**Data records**
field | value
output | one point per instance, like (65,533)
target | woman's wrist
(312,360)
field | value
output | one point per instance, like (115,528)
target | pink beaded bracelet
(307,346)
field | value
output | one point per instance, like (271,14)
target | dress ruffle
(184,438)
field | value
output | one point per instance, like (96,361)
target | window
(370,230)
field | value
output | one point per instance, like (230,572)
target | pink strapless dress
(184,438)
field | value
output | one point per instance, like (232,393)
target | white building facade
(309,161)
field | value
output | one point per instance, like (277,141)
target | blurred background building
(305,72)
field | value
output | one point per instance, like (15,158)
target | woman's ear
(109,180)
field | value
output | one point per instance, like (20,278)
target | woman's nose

**DIRECTION**
Extract the data in full. Keep it word for word.

**IN RESPONSE**
field | value
output | one point per instance, like (65,533)
target | woman's wrist
(312,360)
field | value
output | one point per instance, like (115,528)
target | pink beaded bracelet
(307,346)
field | value
output | one point per instance, like (271,14)
target | dress ruffle
(184,438)
field | value
output | one point per instance, like (96,361)
target | window
(370,230)
field | value
output | one point per instance, like (230,572)
target | pink strapless dress
(184,438)
field | value
output | one point per instance, like (232,393)
target | white building facade
(309,161)
field | value
output | one point per instance, like (277,141)
target | blurred background building
(305,72)
field | value
output | one point per instance, like (15,158)
target | woman's ear
(109,180)
field | value
output | one point per instance, like (20,278)
target | woman's nose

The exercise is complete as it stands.